RECORD EXCERPTS:
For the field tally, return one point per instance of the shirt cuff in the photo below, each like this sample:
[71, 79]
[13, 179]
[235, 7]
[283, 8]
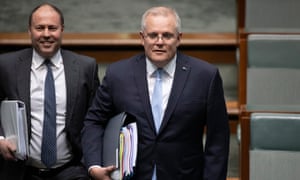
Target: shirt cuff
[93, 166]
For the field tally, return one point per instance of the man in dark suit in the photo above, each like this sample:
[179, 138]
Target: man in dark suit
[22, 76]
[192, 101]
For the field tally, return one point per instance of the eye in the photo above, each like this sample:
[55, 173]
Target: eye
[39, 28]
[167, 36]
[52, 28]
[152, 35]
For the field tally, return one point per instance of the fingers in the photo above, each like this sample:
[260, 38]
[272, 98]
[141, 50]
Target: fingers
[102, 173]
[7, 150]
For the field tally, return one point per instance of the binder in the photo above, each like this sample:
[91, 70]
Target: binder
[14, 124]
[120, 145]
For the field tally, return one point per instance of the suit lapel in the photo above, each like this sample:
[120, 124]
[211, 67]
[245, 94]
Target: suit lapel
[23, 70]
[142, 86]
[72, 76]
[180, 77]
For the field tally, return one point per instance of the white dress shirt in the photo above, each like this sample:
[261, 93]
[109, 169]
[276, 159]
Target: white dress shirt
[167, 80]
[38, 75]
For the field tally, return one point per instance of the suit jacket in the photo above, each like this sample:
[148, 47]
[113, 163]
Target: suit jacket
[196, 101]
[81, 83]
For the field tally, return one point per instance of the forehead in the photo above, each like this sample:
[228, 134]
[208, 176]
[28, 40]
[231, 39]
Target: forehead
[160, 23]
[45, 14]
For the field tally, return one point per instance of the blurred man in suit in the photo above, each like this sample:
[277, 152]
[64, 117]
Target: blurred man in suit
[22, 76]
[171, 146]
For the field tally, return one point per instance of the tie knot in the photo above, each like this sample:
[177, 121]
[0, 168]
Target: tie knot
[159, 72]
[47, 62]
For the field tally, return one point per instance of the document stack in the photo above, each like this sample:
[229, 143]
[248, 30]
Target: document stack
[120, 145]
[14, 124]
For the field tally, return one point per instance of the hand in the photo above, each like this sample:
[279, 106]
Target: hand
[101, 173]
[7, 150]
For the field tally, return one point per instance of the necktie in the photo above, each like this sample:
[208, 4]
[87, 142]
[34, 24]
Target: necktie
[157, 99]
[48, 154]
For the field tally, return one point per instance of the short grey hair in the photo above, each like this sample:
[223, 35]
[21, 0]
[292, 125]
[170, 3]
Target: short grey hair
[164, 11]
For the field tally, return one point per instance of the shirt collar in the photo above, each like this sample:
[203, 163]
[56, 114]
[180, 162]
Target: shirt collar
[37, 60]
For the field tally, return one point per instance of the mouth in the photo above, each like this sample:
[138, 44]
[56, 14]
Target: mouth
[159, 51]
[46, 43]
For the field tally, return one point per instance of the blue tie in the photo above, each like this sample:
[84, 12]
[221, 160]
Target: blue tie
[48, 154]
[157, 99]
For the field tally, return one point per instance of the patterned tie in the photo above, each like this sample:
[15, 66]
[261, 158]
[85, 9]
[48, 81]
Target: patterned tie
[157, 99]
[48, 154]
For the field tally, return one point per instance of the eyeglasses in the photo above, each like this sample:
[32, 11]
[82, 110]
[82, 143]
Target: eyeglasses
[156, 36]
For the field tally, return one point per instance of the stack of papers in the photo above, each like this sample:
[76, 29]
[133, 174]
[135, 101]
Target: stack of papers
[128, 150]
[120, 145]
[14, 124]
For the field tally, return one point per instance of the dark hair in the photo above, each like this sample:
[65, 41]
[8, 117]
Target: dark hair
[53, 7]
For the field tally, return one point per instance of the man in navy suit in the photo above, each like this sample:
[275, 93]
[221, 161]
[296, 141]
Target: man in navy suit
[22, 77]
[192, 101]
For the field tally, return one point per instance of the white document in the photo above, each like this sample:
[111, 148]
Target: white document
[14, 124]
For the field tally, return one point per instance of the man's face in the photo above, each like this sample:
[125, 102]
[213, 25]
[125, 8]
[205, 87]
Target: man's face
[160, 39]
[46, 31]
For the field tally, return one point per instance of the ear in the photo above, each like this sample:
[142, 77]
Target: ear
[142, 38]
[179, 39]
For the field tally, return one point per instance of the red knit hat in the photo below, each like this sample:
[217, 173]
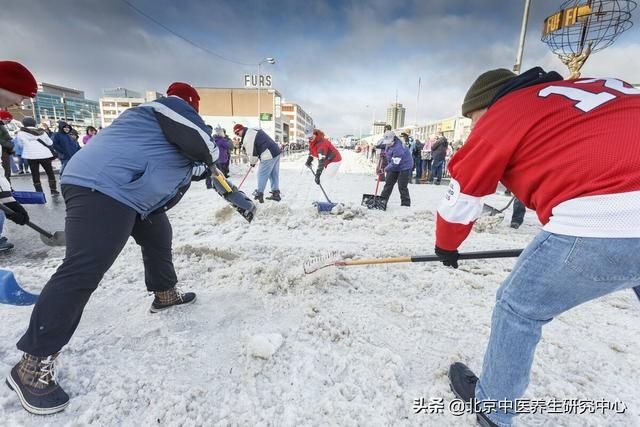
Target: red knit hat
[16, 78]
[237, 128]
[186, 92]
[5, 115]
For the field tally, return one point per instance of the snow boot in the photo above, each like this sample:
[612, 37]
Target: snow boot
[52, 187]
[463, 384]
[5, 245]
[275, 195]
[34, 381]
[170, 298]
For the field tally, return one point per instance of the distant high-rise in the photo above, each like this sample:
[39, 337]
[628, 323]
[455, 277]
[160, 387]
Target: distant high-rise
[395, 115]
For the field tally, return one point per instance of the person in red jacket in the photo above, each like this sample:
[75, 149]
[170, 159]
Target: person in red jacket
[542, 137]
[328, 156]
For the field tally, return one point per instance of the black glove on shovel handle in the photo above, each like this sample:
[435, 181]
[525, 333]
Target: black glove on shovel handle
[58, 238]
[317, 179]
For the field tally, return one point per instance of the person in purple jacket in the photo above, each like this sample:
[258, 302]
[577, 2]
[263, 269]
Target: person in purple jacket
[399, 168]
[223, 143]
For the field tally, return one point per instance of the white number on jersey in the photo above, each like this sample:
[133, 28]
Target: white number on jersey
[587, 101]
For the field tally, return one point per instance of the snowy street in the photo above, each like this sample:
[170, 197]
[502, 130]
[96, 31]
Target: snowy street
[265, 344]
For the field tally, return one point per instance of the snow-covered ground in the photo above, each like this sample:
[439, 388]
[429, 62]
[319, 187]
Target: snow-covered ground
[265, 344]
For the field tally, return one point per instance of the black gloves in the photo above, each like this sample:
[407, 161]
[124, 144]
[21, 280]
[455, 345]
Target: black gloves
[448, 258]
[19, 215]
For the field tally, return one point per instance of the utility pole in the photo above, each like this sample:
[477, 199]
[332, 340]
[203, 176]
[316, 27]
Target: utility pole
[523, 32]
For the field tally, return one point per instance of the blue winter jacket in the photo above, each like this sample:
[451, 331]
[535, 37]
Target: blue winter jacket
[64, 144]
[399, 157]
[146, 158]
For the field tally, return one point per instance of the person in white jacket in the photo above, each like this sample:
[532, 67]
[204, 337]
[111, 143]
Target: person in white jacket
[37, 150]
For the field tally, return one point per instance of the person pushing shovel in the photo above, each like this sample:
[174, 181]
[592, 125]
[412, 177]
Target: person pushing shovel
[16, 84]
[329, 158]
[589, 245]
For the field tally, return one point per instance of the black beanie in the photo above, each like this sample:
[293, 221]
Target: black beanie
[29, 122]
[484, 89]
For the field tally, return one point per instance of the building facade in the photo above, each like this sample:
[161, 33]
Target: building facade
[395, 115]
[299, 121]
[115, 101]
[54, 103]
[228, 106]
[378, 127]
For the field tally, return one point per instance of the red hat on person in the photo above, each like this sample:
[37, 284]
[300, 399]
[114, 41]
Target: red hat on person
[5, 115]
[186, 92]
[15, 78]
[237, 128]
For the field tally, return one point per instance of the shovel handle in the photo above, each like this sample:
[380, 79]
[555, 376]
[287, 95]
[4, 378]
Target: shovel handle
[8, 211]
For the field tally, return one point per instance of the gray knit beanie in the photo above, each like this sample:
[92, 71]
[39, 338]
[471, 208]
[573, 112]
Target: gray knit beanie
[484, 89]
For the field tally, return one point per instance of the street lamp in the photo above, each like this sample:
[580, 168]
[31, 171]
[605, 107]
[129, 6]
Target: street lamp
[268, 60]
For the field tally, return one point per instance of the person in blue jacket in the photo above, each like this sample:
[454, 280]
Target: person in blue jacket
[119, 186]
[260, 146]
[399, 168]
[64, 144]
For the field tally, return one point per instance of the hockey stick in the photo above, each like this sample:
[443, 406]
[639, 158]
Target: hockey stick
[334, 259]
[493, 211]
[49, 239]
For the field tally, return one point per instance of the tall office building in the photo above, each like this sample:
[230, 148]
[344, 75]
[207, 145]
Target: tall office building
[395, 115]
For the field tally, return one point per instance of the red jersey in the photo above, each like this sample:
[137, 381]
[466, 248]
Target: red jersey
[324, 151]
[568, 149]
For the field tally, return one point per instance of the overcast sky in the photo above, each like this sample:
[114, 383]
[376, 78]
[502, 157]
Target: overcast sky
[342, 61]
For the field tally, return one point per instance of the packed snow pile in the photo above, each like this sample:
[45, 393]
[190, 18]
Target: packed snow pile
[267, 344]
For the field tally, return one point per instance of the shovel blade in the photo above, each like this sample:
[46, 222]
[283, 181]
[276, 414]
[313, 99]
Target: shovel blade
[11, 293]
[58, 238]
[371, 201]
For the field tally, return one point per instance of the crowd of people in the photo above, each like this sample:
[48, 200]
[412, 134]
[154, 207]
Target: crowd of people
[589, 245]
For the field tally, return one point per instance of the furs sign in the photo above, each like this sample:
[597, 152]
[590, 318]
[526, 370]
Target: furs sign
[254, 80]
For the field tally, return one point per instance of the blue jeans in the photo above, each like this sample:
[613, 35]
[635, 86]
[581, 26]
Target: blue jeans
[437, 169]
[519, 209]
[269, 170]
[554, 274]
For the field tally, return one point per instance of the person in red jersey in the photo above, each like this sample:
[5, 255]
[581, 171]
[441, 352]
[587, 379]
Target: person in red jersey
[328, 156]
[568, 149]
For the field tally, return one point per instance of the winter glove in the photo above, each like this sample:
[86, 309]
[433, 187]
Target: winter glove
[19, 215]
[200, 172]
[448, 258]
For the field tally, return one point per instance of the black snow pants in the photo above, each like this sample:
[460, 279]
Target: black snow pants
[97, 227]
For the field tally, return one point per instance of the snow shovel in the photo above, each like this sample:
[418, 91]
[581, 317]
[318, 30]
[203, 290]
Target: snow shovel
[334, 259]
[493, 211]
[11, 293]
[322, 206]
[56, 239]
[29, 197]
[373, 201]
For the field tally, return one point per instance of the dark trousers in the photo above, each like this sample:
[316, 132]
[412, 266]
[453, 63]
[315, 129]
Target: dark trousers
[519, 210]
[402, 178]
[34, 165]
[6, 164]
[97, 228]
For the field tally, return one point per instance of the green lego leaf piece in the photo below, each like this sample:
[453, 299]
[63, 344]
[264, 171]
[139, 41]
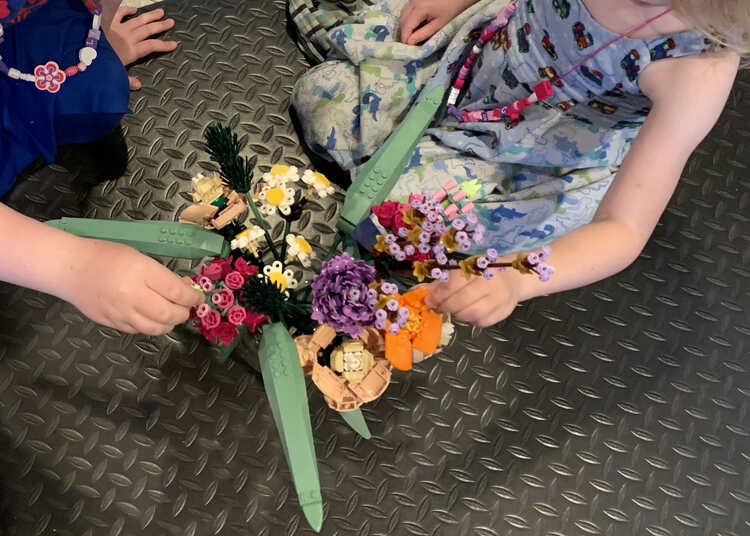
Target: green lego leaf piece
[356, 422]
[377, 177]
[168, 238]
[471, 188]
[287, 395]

TO DO:
Copy every line of the material above in which the word "below" appears.

TASK ANSWER:
For the field tally, return one point per instance of the shirt cuff in the photo below, each like this sample:
For the field tally, return one point per instance of the red knit hat in the photo below, each like this sample:
For the field tally, return one point per instance of the green lego leaf piece in the photo below, each like this sample:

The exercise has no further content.